» Stored data
──────

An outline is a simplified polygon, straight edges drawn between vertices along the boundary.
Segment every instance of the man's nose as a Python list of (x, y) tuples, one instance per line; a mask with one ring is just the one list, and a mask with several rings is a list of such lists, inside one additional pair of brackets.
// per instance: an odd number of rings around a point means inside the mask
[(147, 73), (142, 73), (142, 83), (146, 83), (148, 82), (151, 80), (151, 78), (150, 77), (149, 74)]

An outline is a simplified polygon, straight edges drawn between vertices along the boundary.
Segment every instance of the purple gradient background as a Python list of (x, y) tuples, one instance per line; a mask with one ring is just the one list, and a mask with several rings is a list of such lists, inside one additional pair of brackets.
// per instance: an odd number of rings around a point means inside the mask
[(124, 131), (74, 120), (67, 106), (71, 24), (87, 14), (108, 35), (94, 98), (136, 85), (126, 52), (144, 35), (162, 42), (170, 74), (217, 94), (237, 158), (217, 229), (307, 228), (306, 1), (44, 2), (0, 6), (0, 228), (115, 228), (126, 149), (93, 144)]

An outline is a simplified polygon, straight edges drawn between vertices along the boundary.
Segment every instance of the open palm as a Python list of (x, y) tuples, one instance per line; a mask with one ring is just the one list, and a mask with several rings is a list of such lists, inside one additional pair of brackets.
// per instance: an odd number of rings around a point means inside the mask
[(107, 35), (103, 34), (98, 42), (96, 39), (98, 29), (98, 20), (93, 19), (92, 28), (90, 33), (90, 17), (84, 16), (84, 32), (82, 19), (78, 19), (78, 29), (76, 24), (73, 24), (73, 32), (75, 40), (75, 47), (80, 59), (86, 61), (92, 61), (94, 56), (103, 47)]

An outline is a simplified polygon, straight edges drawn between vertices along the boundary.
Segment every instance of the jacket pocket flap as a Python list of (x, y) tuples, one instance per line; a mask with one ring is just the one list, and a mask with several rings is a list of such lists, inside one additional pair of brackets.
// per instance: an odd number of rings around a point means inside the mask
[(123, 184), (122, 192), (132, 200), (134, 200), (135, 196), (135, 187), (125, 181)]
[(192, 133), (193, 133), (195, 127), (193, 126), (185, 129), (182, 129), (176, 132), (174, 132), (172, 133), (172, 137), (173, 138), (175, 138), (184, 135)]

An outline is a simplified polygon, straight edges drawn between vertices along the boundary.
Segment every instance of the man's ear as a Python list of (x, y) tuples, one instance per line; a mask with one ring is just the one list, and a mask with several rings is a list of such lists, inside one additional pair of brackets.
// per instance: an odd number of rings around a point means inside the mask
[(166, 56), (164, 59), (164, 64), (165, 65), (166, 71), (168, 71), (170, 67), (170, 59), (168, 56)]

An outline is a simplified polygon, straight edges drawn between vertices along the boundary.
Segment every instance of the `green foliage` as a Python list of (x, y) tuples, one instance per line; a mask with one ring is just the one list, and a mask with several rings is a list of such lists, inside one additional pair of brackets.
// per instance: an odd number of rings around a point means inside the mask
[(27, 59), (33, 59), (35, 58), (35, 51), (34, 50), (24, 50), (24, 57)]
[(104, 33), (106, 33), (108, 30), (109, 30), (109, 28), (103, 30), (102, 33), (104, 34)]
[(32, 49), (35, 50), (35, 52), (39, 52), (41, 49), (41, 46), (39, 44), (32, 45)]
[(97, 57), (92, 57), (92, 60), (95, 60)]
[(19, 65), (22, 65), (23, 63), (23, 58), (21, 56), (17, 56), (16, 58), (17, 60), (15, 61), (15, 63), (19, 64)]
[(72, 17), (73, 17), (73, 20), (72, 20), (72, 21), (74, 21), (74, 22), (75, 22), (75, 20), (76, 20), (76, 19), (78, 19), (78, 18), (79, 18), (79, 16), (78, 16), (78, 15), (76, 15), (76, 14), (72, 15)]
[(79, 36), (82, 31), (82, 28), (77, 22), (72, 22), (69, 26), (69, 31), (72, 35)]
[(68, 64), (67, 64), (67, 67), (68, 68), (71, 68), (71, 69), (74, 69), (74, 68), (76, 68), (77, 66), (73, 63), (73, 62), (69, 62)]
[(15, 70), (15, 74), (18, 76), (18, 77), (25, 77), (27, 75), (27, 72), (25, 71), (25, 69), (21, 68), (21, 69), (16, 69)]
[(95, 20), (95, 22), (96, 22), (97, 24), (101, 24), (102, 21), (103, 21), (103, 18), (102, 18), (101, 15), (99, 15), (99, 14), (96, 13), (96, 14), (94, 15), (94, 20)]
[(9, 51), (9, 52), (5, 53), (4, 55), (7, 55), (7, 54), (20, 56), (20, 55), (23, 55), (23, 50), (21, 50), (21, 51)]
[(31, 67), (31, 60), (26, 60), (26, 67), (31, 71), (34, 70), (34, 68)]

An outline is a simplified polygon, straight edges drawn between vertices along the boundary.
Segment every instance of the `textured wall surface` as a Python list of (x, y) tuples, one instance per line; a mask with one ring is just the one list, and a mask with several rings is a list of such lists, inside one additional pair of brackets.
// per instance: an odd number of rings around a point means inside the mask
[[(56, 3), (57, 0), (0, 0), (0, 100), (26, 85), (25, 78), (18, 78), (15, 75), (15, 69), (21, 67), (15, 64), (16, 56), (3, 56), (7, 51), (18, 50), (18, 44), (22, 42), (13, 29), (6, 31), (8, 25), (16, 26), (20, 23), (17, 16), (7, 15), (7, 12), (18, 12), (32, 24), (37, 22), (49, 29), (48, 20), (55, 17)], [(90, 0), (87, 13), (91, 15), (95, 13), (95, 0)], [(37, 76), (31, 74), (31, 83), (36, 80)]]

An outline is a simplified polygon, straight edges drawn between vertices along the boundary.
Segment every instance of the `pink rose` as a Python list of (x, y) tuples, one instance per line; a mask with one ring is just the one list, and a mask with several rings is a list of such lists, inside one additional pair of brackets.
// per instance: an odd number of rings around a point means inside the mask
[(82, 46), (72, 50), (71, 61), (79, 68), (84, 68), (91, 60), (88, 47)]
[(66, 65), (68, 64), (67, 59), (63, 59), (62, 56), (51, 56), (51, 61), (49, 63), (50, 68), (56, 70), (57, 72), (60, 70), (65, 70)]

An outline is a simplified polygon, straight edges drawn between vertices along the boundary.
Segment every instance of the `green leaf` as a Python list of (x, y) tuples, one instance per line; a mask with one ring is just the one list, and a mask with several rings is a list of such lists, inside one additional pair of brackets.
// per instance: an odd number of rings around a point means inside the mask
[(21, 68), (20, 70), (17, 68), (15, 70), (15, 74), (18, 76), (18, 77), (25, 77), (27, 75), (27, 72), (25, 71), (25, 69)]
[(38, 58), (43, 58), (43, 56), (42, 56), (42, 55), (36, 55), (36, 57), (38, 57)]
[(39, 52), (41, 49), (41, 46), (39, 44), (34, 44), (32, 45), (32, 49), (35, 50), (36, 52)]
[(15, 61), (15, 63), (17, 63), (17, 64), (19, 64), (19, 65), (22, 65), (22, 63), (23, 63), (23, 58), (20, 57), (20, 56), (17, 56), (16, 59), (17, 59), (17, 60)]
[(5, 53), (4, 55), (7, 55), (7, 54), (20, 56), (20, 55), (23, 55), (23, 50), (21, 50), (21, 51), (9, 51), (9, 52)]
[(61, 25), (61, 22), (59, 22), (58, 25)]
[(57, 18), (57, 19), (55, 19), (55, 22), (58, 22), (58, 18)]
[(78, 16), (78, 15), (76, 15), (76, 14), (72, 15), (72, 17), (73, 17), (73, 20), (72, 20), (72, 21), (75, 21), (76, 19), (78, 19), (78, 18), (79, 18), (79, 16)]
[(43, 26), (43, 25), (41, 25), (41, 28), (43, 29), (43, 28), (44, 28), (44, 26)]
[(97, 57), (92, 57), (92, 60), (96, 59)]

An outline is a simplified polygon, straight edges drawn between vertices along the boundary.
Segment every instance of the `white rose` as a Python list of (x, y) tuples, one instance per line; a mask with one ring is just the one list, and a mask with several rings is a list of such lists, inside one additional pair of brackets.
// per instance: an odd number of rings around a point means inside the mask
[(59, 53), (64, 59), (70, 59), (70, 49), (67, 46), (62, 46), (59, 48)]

──────

» Exercise details
Please count the lines in the data above that contain the string "gradient", matching case exactly, and reply with only that number.

» Result for this task
1